= PAGE TEXT =
** BEGIN **

Why Venezuela is an Option Oil Companies Aren’t Ready to Exercise

Recorded by:

Written by:

Chief Product Officer

Principal Analyst

Senior Analyst

Senior Director

Lux Take

The near‑term investment appetite among global oil majors for upstream expansion in Venezuela will remain limited despite recent U.S. policy engagement and export discussions. Venezuela’s under‑investment, heavy crude characteristics and political uncertainty mean upstream exposure functions as a long‑dated optionality play that should not drive material strategy shifts unless oil price fundamentals and governance conditions improve significantly.

What happened?

Venezuela holds the world’s largest proven oil reserves and was once a significant player in the global oil and gas sector. However, political instability, sanctions, and economic deterioration have eroded its position. Production has fallen from peak levels of roughly 3.5 million barrels per day (bpd) to just under 1 million bpd today.

After months of mounting political pressure and regional oil tanker blockades, the U.S. escalated its involvement in Venezuela with a military operation that captured President Nicolás Maduro and his wife. While officially tied to charges of drug trafficking and weapons offenses, the action was clearly influenced by strategic energy interests. In the days following the capture, President Trump met with oil and gas executives, declaring plans to increase output from Venezuela. Meanwhile, the U.S. seized a Russian-flagged tanker en route to the country in the Atlantic.

How will the oil and gas industry respond?

Restarting Venezuelan oil and gas production would be neither cheap nor quick. Returning output to historic levels would require at least USD 180 billion in investment between now and 2040, according to Rystad Energy. Responses throughout the value chain will be mixed.

Downstream refiners are best positioned to respond quickly. We’ll likely see downstream refiners announcing they’re willing to accept Venezuelan crude as Phillips 66 has already done, as they don’t need to make any significant investments to existing refineries designed to process the heavy crude from Venezuela. Services companies will embrace the reopening of Venezuela’s oil market, which could require large investments and extensive work to modernize decades‑old infrastructure. Venezuela’s aging oil systems need broad upgrades before production can grow, offering significant opportunities for engineering, equipment, and supply firms. China had taken most of Venezuela’s remaining exports under the old arrangements, but that is expected to shift as crude flows toward U.S. refineries built to handle heavy grades. Even so, redirecting Venezuelan output would only represent a modest increase in U.S. supply (~5%) relative to domestic production.

Upstream investment, however, remains the critical uncertainty. From a strategic perspective, exposure to Venezuelan upstream assets is best understood as a real option: Companies can take low-cost steps today: technical (frontend engineering design) studies, relationship building, preliminary agreements to preserve the right, but not the obligation, to invest in the future. Exercising that option would require confidence in several conditions simultaneously: sustained high oil prices, favorable heavy-light spreads, credible political stabilization. These companies still remember the significant losses they suffered when Venezuela nationalized its oil industry, forcing many foreign companies to cede control or exit operations entirely. With Maduro’s recent capture leaving the country’s leadership in flux, uncertainty will temper executives’ enthusiasm. Reviving Venezuela’s oil production will require massive investment and technical work to modernize deteriorated infrastructure, and meaningful output growth will take a decade or more. That long timeline will only appeal to companies confident in resilient global oil demand through 2040.

** END **

= EXTRACTED RECORDS =
** BEGIN **

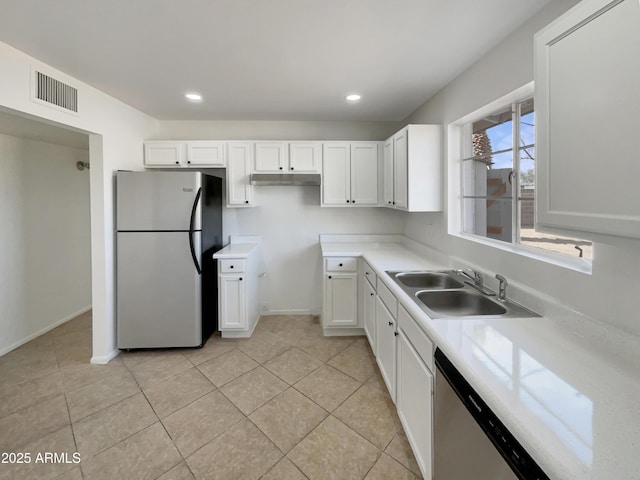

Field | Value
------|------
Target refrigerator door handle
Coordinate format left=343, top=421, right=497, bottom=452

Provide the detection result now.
left=189, top=187, right=202, bottom=275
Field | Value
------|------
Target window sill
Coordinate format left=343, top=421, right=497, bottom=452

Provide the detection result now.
left=449, top=232, right=592, bottom=275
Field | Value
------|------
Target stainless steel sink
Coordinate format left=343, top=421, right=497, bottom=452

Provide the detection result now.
left=387, top=270, right=540, bottom=319
left=395, top=272, right=464, bottom=289
left=416, top=290, right=507, bottom=317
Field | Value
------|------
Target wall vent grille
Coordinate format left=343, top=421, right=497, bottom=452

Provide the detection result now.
left=35, top=71, right=78, bottom=113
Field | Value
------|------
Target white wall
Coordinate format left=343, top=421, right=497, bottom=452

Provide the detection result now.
left=157, top=120, right=401, bottom=140
left=224, top=186, right=403, bottom=314
left=159, top=121, right=404, bottom=313
left=0, top=134, right=91, bottom=354
left=0, top=43, right=158, bottom=362
left=404, top=0, right=640, bottom=335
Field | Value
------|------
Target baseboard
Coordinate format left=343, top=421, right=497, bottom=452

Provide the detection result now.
left=89, top=349, right=120, bottom=365
left=261, top=308, right=313, bottom=315
left=322, top=327, right=366, bottom=337
left=0, top=305, right=91, bottom=357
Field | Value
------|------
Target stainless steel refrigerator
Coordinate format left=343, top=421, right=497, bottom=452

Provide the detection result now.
left=116, top=171, right=222, bottom=349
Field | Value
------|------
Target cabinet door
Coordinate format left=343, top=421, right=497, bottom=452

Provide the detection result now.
left=289, top=142, right=322, bottom=173
left=393, top=128, right=409, bottom=209
left=376, top=297, right=396, bottom=402
left=227, top=142, right=253, bottom=206
left=187, top=141, right=225, bottom=167
left=253, top=142, right=289, bottom=173
left=324, top=273, right=358, bottom=327
left=362, top=278, right=376, bottom=355
left=383, top=138, right=393, bottom=207
left=218, top=275, right=247, bottom=330
left=351, top=143, right=378, bottom=205
left=535, top=0, right=640, bottom=238
left=322, top=143, right=351, bottom=206
left=144, top=142, right=184, bottom=167
left=396, top=330, right=433, bottom=480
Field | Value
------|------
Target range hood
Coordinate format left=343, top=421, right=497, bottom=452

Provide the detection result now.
left=251, top=173, right=320, bottom=186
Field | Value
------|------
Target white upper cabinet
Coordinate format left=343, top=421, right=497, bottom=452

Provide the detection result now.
left=384, top=125, right=444, bottom=212
left=289, top=142, right=322, bottom=173
left=393, top=128, right=409, bottom=210
left=253, top=142, right=322, bottom=173
left=227, top=142, right=254, bottom=207
left=322, top=142, right=379, bottom=206
left=535, top=0, right=640, bottom=238
left=383, top=138, right=394, bottom=207
left=253, top=142, right=289, bottom=173
left=144, top=142, right=185, bottom=168
left=322, top=142, right=351, bottom=206
left=351, top=143, right=378, bottom=205
left=144, top=140, right=226, bottom=168
left=187, top=141, right=226, bottom=167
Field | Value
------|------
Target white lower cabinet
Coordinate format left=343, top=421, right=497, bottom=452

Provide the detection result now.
left=361, top=280, right=377, bottom=355
left=396, top=330, right=433, bottom=480
left=218, top=274, right=247, bottom=331
left=323, top=273, right=358, bottom=327
left=214, top=244, right=262, bottom=338
left=376, top=296, right=398, bottom=402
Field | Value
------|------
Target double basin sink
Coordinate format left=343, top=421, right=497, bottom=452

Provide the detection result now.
left=387, top=270, right=540, bottom=318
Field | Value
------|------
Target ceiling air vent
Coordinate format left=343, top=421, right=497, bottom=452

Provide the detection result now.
left=35, top=71, right=78, bottom=113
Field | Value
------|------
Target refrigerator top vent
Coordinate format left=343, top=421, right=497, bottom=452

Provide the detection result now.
left=33, top=70, right=78, bottom=113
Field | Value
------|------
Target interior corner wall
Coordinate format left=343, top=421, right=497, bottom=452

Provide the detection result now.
left=403, top=0, right=640, bottom=335
left=0, top=134, right=91, bottom=355
left=159, top=121, right=404, bottom=314
left=0, top=42, right=158, bottom=363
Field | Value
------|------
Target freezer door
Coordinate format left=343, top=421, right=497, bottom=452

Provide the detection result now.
left=116, top=172, right=202, bottom=231
left=116, top=232, right=202, bottom=348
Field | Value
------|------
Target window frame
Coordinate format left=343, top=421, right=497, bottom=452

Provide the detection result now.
left=447, top=82, right=593, bottom=274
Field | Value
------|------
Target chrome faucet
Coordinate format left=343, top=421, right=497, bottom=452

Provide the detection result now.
left=496, top=273, right=509, bottom=302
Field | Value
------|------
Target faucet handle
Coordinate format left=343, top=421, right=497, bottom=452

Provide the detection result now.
left=496, top=273, right=509, bottom=300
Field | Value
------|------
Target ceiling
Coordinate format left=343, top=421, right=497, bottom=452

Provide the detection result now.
left=0, top=0, right=549, bottom=121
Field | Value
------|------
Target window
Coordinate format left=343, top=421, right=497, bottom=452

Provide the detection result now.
left=462, top=98, right=592, bottom=259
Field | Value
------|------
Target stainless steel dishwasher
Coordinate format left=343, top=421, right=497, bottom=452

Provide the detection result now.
left=433, top=348, right=549, bottom=480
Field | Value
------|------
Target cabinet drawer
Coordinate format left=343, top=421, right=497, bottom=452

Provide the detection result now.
left=325, top=257, right=358, bottom=272
left=362, top=260, right=376, bottom=290
left=398, top=305, right=433, bottom=372
left=220, top=258, right=244, bottom=273
left=377, top=280, right=398, bottom=318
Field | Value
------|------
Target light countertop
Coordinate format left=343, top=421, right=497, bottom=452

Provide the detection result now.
left=213, top=243, right=258, bottom=259
left=213, top=235, right=260, bottom=259
left=321, top=239, right=640, bottom=480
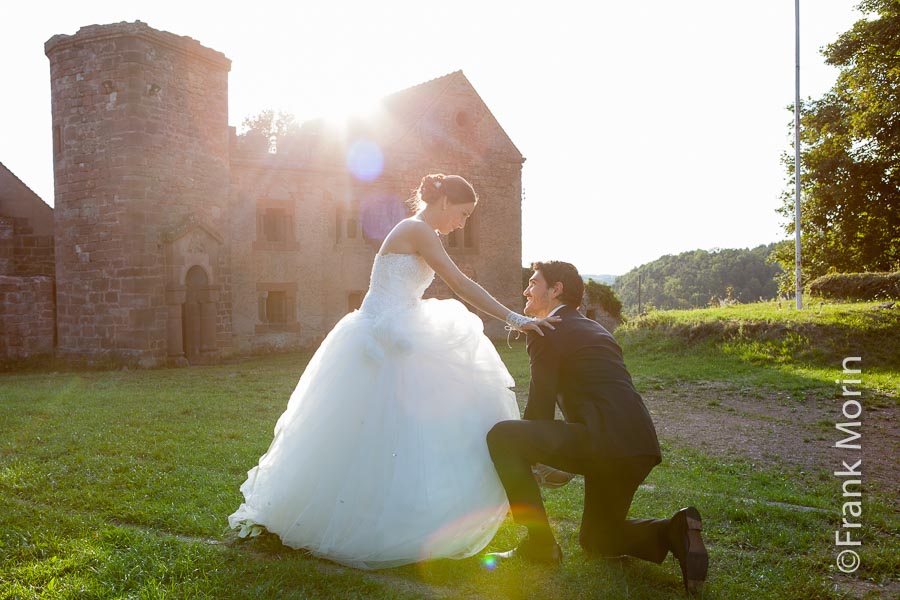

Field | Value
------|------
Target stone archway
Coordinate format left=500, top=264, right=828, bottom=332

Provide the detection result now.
left=181, top=265, right=219, bottom=364
left=164, top=220, right=228, bottom=366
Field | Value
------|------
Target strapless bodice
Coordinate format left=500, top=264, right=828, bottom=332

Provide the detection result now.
left=360, top=254, right=434, bottom=317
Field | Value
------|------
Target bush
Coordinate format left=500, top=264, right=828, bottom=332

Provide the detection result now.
left=584, top=279, right=622, bottom=321
left=806, top=271, right=900, bottom=302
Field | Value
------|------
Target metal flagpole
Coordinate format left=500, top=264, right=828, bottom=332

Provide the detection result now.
left=794, top=0, right=803, bottom=310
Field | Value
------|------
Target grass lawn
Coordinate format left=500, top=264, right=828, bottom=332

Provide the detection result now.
left=0, top=308, right=900, bottom=600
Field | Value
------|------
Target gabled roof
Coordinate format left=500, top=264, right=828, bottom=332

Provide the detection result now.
left=382, top=70, right=524, bottom=158
left=0, top=162, right=53, bottom=235
left=162, top=214, right=225, bottom=244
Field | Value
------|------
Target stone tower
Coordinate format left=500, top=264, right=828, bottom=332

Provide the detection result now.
left=44, top=21, right=231, bottom=366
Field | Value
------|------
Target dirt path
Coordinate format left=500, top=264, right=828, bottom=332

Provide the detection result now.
left=642, top=382, right=900, bottom=498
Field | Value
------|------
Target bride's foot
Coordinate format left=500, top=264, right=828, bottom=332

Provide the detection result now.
left=482, top=539, right=562, bottom=568
left=531, top=463, right=575, bottom=488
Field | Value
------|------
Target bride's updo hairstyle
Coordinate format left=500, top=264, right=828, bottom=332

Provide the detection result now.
left=408, top=173, right=478, bottom=212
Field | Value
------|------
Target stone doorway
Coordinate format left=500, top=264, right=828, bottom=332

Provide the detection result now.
left=181, top=265, right=218, bottom=365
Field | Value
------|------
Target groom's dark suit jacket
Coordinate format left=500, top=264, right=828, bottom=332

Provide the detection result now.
left=524, top=306, right=660, bottom=464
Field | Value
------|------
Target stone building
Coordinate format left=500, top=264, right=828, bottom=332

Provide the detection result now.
left=0, top=163, right=56, bottom=361
left=17, top=21, right=524, bottom=366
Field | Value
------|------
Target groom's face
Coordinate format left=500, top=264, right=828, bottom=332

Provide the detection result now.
left=522, top=271, right=559, bottom=319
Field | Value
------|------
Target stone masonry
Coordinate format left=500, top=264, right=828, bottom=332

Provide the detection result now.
left=15, top=21, right=524, bottom=366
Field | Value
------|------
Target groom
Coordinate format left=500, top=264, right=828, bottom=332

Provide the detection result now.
left=487, top=261, right=708, bottom=593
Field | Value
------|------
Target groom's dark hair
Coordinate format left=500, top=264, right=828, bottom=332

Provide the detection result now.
left=531, top=260, right=584, bottom=308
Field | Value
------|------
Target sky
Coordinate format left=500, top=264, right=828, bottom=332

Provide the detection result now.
left=0, top=0, right=863, bottom=275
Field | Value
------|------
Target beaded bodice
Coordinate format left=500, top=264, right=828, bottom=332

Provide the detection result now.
left=360, top=254, right=434, bottom=316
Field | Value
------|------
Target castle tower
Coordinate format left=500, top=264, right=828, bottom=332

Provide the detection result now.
left=44, top=21, right=231, bottom=366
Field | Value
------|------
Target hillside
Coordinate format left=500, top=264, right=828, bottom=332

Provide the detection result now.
left=616, top=302, right=900, bottom=372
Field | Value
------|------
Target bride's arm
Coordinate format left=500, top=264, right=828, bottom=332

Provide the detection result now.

** END **

= STATED GOAL =
From the Venezuela oil text, return the stretch from "Chief Product Officer" through "What happened?" word for word.

= FULL OUTPUT =
Chief Product Officer

Principal Analyst

Senior Analyst

Senior Director

Lux Take

The near‑term investment appetite among global oil majors for upstream expansion in Venezuela will remain limited despite recent U.S. policy engagement and export discussions. Venezuela’s under‑investment, heavy crude characteristics and political uncertainty mean upstream exposure functions as a long‑dated optionality play that should not drive material strategy shifts unless oil price fundamentals and governance conditions improve significantly.

What happened?